[Lines from a data source]

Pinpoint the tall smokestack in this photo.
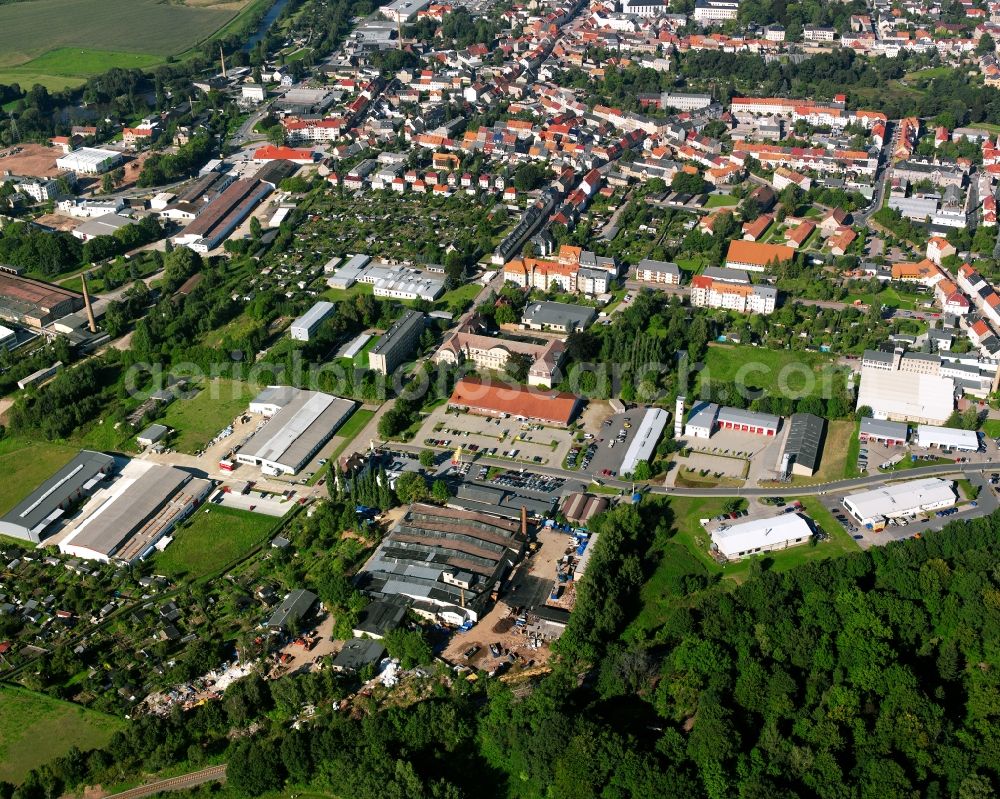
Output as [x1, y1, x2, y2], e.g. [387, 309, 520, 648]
[80, 272, 97, 333]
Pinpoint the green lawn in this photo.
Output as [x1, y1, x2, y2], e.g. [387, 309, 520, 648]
[0, 685, 124, 783]
[699, 344, 844, 397]
[153, 504, 278, 579]
[434, 283, 483, 311]
[329, 408, 375, 461]
[0, 438, 79, 516]
[705, 194, 740, 208]
[157, 378, 254, 453]
[0, 0, 238, 89]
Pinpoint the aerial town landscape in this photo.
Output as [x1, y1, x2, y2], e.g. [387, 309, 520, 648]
[0, 0, 1000, 799]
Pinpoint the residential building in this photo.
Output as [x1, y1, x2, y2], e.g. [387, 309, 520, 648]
[288, 301, 334, 341]
[691, 275, 778, 314]
[726, 240, 795, 272]
[635, 258, 681, 286]
[368, 311, 424, 375]
[521, 302, 597, 335]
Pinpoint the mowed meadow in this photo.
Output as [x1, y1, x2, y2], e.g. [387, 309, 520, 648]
[0, 0, 250, 91]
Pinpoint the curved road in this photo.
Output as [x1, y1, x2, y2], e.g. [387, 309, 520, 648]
[105, 763, 226, 799]
[394, 441, 1000, 497]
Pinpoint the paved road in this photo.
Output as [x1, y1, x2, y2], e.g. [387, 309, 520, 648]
[386, 442, 1000, 497]
[105, 763, 226, 799]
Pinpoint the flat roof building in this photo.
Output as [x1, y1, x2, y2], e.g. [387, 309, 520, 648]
[267, 588, 317, 630]
[73, 214, 135, 241]
[358, 504, 526, 624]
[858, 416, 910, 447]
[715, 407, 781, 436]
[916, 424, 979, 452]
[782, 413, 826, 477]
[288, 301, 334, 341]
[619, 408, 670, 475]
[135, 424, 170, 447]
[712, 513, 812, 560]
[448, 377, 580, 426]
[857, 366, 955, 432]
[368, 311, 424, 375]
[56, 147, 123, 175]
[59, 460, 212, 564]
[521, 302, 597, 334]
[844, 477, 956, 525]
[0, 270, 83, 327]
[236, 386, 357, 475]
[0, 449, 115, 544]
[684, 402, 719, 438]
[353, 600, 406, 640]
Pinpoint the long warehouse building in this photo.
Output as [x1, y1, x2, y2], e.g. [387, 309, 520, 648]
[174, 178, 273, 253]
[844, 477, 956, 525]
[358, 504, 526, 624]
[0, 449, 115, 544]
[236, 386, 357, 475]
[619, 408, 670, 475]
[59, 460, 212, 564]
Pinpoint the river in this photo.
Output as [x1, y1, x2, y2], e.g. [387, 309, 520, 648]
[243, 0, 288, 53]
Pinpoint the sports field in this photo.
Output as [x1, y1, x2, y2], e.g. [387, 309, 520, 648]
[0, 0, 250, 90]
[0, 686, 123, 784]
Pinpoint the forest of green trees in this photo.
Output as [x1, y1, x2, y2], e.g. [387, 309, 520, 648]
[15, 510, 1000, 799]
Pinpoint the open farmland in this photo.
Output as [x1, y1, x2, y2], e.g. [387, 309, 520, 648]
[0, 0, 252, 90]
[0, 686, 122, 782]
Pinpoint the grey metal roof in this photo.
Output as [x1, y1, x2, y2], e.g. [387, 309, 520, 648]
[267, 588, 317, 628]
[523, 302, 597, 330]
[861, 416, 909, 441]
[240, 389, 357, 471]
[370, 311, 424, 353]
[785, 413, 826, 471]
[0, 449, 115, 537]
[333, 638, 385, 671]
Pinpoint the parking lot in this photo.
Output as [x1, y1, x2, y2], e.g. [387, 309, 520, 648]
[822, 474, 1000, 549]
[413, 407, 573, 467]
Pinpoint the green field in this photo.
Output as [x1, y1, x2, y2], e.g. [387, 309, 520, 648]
[0, 686, 124, 783]
[660, 497, 858, 588]
[0, 0, 252, 90]
[153, 504, 278, 578]
[157, 379, 254, 454]
[0, 438, 79, 516]
[700, 344, 844, 396]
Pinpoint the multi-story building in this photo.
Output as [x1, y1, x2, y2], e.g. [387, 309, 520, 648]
[694, 0, 740, 25]
[434, 330, 565, 386]
[691, 275, 778, 314]
[635, 258, 681, 286]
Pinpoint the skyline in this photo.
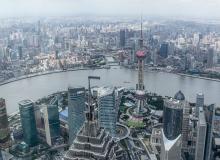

* **Requirement**
Write out the lines above as a numbered list, skipping any blank lines. Leave the pictures out of your answer.

* **Task response**
1. Pinpoint the tall smokestack in this photo.
2. Output as [x1, y1, x2, y2], e.g. [387, 309, 520, 648]
3. [80, 272, 97, 333]
4. Pinpoint the green lawn in this photo.
5. Output as [x1, y1, x2, y2], e.g. [387, 309, 520, 648]
6. [0, 685, 124, 783]
7. [699, 344, 844, 397]
8. [153, 504, 278, 579]
9. [434, 283, 483, 311]
10. [329, 408, 375, 461]
11. [0, 438, 79, 516]
12. [705, 194, 740, 208]
13. [157, 378, 254, 453]
14. [0, 0, 238, 89]
15. Pinpoint the aerial town landscape in this photo.
16. Output as [x1, y1, x2, y2], e.g. [387, 309, 520, 648]
17. [0, 0, 1000, 799]
18. Pinpoint the residential building in this photo.
19. Output as [x1, y1, x2, y2], e.g. [387, 309, 520, 648]
20. [288, 301, 334, 341]
21. [691, 275, 778, 314]
22. [726, 240, 795, 272]
23. [635, 258, 681, 286]
24. [368, 311, 424, 375]
25. [521, 302, 597, 335]
26. Pinpoint the mowed meadow in this photo.
27. Output as [x1, y1, x2, y2], e.g. [387, 309, 520, 648]
28. [0, 0, 250, 91]
29. Pinpoint the curved road in this photo.
30. Output as [x1, y1, x2, y2], e.g. [387, 309, 520, 648]
31. [105, 763, 226, 799]
32. [394, 441, 1000, 497]
33. Pinpoint the paved road in this photo.
34. Output as [x1, y1, x2, y2], e.g. [387, 309, 520, 648]
35. [386, 442, 1000, 497]
36. [105, 763, 226, 799]
37. Pinpoint the flat roof building in this photo.
38. Output as [x1, y1, x2, y2], e.g. [387, 309, 520, 648]
39. [267, 588, 317, 630]
40. [73, 214, 135, 241]
41. [358, 504, 526, 624]
42. [858, 416, 910, 447]
43. [715, 407, 781, 436]
44. [916, 424, 979, 452]
45. [782, 413, 826, 477]
46. [288, 301, 334, 341]
47. [619, 408, 670, 475]
48. [135, 424, 170, 447]
49. [712, 513, 812, 560]
50. [448, 377, 580, 426]
51. [857, 366, 955, 432]
52. [368, 311, 424, 375]
53. [56, 147, 123, 175]
54. [59, 460, 212, 564]
55. [521, 302, 597, 334]
56. [844, 477, 956, 525]
57. [0, 270, 83, 327]
58. [236, 386, 357, 475]
59. [0, 449, 115, 544]
60. [684, 402, 719, 438]
61. [353, 600, 406, 640]
62. Pinpoint the long warehouse building in this photo.
63. Output as [x1, y1, x2, y2], e.g. [387, 309, 520, 648]
64. [174, 178, 273, 253]
65. [844, 477, 956, 525]
66. [358, 504, 526, 624]
67. [0, 449, 115, 544]
68. [236, 386, 357, 475]
69. [619, 408, 670, 475]
70. [59, 460, 212, 564]
71. Pinpoint the river in this photo.
72. Output as [x1, y1, x2, y2], e.g. [387, 309, 520, 648]
73. [243, 0, 288, 53]
74. Pinpoint the sports field in this photo.
75. Output as [x1, y1, x2, y2], e.g. [387, 309, 520, 648]
76. [0, 0, 250, 90]
77. [0, 686, 123, 784]
78. Pinpoint the forest of green trees in this photo.
79. Output as [x1, y1, x2, y2], e.g. [387, 309, 520, 648]
80. [15, 510, 1000, 799]
81. Pinpoint the open farmland in this photo.
82. Output as [x1, y1, x2, y2], e.g. [387, 309, 520, 648]
83. [0, 0, 252, 90]
84. [0, 686, 122, 782]
85. Pinpoint the grey metal roof in this photo.
86. Output as [x1, y1, x2, y2], e.g. [387, 309, 520, 648]
87. [267, 588, 317, 628]
88. [523, 302, 597, 330]
89. [861, 416, 909, 441]
90. [240, 389, 357, 471]
91. [370, 311, 424, 353]
92. [785, 413, 826, 471]
93. [0, 449, 115, 537]
94. [333, 638, 385, 671]
95. Pinpoint the parking lot in this photo.
96. Output as [x1, y1, x2, y2], e.g. [387, 309, 520, 648]
97. [822, 474, 1000, 549]
98. [413, 407, 573, 467]
99. Pinpoint the green field in this photo.
100. Output as [x1, y1, x2, y2], e.g. [387, 309, 520, 648]
101. [0, 686, 124, 783]
102. [660, 497, 858, 588]
103. [0, 0, 252, 90]
104. [153, 504, 278, 578]
105. [157, 379, 254, 454]
106. [0, 438, 79, 516]
107. [700, 344, 844, 396]
108. Pinpoint the multi-story building in this photo.
109. Output as [x1, y1, x2, y2], e.g. [387, 309, 520, 648]
110. [694, 0, 740, 25]
111. [434, 330, 565, 386]
112. [691, 275, 778, 314]
113. [635, 258, 681, 286]
114. Pinpoint the skyline in this photo.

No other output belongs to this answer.